All lines below containing "flower" are to be listed.

==============================

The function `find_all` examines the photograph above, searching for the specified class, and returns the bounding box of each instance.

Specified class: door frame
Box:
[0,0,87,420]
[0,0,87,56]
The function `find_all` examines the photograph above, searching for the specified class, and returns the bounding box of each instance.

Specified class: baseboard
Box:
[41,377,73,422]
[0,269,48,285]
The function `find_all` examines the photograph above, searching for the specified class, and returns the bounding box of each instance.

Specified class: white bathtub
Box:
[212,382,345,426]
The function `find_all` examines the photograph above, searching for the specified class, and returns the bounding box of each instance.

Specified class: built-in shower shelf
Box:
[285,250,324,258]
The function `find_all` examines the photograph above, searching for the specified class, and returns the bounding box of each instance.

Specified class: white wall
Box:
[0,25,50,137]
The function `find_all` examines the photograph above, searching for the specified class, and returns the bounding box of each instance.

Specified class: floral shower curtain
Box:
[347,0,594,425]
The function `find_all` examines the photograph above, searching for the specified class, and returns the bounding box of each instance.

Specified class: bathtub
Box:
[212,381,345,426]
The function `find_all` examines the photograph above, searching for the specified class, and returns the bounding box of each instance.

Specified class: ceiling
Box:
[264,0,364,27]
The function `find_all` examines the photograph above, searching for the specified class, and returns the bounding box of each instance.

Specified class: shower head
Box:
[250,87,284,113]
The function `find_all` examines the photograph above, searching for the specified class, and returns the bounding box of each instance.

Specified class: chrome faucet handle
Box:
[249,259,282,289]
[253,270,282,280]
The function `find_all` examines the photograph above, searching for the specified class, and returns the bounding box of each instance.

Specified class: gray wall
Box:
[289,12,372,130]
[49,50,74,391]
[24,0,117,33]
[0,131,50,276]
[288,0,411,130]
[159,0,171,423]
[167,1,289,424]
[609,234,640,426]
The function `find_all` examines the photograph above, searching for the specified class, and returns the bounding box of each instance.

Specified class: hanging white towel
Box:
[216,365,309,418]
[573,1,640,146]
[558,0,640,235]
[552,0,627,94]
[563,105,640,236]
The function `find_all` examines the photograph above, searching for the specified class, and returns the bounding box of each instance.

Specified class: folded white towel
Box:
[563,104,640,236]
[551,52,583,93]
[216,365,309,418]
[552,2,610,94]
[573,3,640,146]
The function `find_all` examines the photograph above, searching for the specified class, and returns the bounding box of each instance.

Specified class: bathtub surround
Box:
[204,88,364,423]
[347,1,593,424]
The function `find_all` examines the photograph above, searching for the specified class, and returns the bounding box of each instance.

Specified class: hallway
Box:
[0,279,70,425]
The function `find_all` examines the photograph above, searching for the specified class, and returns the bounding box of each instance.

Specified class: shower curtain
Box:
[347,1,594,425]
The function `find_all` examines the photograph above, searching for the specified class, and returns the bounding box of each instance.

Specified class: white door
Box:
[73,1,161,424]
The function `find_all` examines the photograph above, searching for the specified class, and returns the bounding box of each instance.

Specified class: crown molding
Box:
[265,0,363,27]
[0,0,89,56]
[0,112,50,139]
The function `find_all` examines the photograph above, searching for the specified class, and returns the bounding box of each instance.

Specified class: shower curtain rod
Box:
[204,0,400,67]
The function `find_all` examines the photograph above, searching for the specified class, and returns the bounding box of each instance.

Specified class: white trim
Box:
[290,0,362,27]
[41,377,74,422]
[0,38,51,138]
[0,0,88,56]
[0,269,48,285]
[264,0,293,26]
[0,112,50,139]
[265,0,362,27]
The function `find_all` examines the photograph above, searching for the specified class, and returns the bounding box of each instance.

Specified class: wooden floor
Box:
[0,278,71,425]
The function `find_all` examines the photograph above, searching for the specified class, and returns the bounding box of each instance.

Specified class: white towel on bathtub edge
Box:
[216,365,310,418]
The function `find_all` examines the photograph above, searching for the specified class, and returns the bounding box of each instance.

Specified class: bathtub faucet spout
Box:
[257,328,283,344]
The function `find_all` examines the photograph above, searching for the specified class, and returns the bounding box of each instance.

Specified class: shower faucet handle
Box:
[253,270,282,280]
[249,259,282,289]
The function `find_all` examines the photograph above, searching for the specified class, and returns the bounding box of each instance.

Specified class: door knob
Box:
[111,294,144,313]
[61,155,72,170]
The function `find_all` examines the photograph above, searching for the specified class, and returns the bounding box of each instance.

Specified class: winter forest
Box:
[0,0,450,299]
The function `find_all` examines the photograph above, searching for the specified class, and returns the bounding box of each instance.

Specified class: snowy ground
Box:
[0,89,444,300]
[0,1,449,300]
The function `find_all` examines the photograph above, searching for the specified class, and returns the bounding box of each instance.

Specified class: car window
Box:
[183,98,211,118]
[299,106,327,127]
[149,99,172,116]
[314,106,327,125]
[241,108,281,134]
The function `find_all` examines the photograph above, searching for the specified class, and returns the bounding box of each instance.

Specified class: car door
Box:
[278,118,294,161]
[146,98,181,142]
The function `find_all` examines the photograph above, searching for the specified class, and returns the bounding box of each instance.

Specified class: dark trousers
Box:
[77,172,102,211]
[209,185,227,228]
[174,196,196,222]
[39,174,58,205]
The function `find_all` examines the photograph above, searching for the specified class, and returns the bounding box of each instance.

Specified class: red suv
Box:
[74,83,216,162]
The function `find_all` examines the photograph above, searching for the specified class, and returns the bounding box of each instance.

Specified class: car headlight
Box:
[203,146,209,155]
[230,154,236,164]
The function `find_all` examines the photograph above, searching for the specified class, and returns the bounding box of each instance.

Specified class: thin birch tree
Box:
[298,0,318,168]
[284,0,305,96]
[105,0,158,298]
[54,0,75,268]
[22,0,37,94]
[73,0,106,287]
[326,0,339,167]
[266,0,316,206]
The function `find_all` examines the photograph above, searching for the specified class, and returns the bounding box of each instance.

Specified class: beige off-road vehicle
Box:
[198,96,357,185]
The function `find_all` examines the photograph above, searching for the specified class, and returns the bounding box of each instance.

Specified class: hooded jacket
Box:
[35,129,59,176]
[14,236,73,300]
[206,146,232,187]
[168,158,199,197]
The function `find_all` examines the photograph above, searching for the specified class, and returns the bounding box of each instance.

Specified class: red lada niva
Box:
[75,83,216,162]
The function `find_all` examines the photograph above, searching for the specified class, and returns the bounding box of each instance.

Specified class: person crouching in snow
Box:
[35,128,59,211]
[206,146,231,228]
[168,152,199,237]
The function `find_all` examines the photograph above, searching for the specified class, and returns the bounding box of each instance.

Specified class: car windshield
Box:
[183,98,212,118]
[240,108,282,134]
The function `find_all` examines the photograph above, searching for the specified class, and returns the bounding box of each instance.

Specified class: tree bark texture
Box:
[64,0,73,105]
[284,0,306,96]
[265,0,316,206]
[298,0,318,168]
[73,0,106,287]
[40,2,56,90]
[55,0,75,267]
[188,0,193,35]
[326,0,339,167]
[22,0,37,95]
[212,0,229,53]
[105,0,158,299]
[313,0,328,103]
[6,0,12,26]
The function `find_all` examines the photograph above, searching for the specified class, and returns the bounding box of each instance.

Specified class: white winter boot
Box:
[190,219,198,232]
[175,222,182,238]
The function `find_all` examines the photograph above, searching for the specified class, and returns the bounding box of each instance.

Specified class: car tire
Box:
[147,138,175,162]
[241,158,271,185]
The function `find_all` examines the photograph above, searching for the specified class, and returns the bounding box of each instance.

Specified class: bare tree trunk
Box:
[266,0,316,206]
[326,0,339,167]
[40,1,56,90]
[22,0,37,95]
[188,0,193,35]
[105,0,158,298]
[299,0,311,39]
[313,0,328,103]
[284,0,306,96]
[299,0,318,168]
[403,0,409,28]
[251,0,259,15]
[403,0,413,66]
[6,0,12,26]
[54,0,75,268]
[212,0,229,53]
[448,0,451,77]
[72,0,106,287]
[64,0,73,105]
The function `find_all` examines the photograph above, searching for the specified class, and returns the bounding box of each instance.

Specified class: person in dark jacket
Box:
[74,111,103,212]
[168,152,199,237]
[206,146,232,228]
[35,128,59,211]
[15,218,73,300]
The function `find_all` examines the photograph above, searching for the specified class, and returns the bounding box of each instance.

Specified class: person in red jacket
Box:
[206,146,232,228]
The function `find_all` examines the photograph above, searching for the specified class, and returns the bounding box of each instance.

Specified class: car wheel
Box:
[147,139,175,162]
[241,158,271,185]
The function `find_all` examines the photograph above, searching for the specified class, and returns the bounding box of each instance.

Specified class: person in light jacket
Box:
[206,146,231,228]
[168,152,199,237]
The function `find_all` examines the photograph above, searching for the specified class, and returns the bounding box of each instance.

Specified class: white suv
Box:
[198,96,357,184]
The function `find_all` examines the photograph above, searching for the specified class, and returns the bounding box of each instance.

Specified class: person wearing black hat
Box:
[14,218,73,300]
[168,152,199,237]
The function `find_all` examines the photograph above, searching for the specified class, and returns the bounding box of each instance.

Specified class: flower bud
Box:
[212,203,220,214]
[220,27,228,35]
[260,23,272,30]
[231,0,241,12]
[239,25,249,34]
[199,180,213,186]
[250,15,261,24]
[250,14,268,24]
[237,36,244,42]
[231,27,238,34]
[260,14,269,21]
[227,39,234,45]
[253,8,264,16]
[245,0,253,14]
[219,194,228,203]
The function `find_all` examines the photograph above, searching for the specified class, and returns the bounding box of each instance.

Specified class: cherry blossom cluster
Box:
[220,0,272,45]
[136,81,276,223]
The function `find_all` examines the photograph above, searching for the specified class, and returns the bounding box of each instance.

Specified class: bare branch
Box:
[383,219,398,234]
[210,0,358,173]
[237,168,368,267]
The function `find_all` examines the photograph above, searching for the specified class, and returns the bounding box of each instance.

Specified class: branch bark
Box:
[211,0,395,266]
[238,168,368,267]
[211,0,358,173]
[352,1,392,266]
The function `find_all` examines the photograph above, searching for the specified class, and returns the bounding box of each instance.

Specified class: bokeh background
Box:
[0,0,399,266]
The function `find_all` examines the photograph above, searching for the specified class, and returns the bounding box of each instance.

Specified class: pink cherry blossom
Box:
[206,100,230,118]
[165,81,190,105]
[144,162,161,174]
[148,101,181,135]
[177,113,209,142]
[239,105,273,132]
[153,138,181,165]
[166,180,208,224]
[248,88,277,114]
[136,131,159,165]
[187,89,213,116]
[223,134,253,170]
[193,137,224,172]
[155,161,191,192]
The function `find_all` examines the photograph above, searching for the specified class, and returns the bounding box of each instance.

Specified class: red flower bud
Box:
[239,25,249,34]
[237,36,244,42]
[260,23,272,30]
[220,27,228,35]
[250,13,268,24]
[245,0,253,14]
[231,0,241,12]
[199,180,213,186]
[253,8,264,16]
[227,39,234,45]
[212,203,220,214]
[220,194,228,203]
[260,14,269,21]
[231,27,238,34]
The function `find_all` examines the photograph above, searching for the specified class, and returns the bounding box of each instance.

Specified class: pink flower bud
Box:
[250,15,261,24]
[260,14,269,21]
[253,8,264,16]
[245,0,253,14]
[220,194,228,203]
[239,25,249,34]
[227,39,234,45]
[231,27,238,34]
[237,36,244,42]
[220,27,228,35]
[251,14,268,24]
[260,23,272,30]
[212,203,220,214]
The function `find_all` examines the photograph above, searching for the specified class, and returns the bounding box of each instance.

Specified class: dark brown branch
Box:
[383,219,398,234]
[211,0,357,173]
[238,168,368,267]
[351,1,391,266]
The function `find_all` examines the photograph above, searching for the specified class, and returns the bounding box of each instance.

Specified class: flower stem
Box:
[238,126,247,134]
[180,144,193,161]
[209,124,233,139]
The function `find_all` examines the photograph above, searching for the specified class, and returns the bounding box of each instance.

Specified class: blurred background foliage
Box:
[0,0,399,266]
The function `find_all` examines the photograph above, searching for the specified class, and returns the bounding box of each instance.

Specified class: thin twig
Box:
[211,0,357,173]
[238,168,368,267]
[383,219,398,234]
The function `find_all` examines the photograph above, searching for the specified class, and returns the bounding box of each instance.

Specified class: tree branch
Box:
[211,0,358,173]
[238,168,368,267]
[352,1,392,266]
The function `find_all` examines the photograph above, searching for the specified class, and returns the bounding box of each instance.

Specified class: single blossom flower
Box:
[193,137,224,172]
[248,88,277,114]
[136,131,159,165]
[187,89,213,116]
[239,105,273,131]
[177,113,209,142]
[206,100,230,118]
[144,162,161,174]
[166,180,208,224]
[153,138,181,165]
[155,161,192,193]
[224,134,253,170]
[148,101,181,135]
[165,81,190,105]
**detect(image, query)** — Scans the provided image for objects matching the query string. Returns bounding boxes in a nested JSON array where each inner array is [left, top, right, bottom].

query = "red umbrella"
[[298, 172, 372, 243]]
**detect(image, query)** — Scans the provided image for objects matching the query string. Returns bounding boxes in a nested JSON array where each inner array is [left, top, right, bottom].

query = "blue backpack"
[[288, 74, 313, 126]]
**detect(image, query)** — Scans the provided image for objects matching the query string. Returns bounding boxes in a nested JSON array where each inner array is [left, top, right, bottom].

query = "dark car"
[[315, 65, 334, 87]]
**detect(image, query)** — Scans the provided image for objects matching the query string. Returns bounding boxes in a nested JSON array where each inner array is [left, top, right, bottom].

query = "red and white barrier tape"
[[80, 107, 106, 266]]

==============================

• [Solution]:
Specified class: flower bud
Specified class: red flower bud
Specified class: pink flower bud
Specified class: flower stem
Specified class: single blossom flower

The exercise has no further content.